## WORK REQUIRED
Rewrite the material below with every "Annotate" changed to "Mark" and everything else left as it is. Leave the pictures out.
____
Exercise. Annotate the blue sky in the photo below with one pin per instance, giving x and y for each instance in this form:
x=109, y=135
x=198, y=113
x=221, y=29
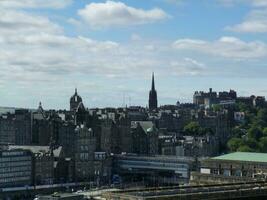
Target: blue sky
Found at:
x=109, y=49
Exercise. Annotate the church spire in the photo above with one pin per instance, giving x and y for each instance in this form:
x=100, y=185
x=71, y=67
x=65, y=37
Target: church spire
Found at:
x=153, y=100
x=153, y=83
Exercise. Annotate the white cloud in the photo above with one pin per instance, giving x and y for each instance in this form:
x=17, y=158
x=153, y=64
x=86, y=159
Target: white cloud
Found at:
x=256, y=22
x=19, y=22
x=111, y=13
x=55, y=4
x=187, y=66
x=255, y=3
x=228, y=47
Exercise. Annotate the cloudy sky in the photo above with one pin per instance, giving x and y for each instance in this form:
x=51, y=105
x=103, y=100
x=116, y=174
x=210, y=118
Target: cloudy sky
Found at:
x=108, y=50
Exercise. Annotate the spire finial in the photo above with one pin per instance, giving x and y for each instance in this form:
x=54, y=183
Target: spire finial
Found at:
x=153, y=82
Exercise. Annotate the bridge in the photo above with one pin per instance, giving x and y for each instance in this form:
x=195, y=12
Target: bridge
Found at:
x=249, y=190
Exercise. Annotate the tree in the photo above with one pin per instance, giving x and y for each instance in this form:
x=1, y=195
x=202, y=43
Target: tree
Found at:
x=216, y=107
x=234, y=143
x=193, y=128
x=255, y=133
x=245, y=148
x=253, y=144
x=237, y=132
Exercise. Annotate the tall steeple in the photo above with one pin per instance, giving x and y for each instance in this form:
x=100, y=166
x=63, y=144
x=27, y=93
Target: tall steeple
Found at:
x=153, y=82
x=153, y=100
____
## THE COMPLETED TASK
Exercise. Mark the blue sky in the photo below with one pin per instance, giving x and y for each instance in this form:
x=109, y=135
x=198, y=113
x=221, y=29
Target: blue sky
Found at:
x=109, y=49
Exercise. Mark the church spire in the photo above with one pin per instance, giving x and y for each instance in this form:
x=100, y=185
x=71, y=67
x=65, y=37
Target: church spire
Found at:
x=153, y=100
x=153, y=83
Exercise. Mark the white cloud in the photo above with one pin per instance, giving x and y for each instance in this form:
x=17, y=158
x=153, y=64
x=86, y=159
Target: white cloud
Found at:
x=256, y=22
x=19, y=22
x=111, y=13
x=55, y=4
x=187, y=66
x=255, y=3
x=228, y=47
Exercise. Mark the cloudy sky in the photo above with one pin per instance, giving x and y for each instance in this form:
x=51, y=105
x=103, y=100
x=116, y=174
x=210, y=118
Target: cloudy sky
Found at:
x=108, y=50
Exercise. Mark the spire finial in the photo above with one pin per instance, giving x and y for each instance in this form:
x=54, y=183
Target: spire finial
Found at:
x=153, y=82
Exercise. Mark the bridge in the photo above with one pin per instance, giving x and y for each instance in this form:
x=195, y=12
Target: bridge
Found at:
x=249, y=190
Exercise. Mark the tree in the photo above with one pin per instance, giving x and y for each instance in this form:
x=1, y=195
x=202, y=43
Target: tree
Found at:
x=216, y=107
x=234, y=143
x=193, y=128
x=255, y=133
x=245, y=148
x=253, y=144
x=237, y=132
Exercise. Mark the tall steeple in the photo above with one pin per instance, giving x and y for each instance in this form:
x=100, y=166
x=63, y=144
x=27, y=93
Target: tall steeple
Found at:
x=153, y=82
x=153, y=100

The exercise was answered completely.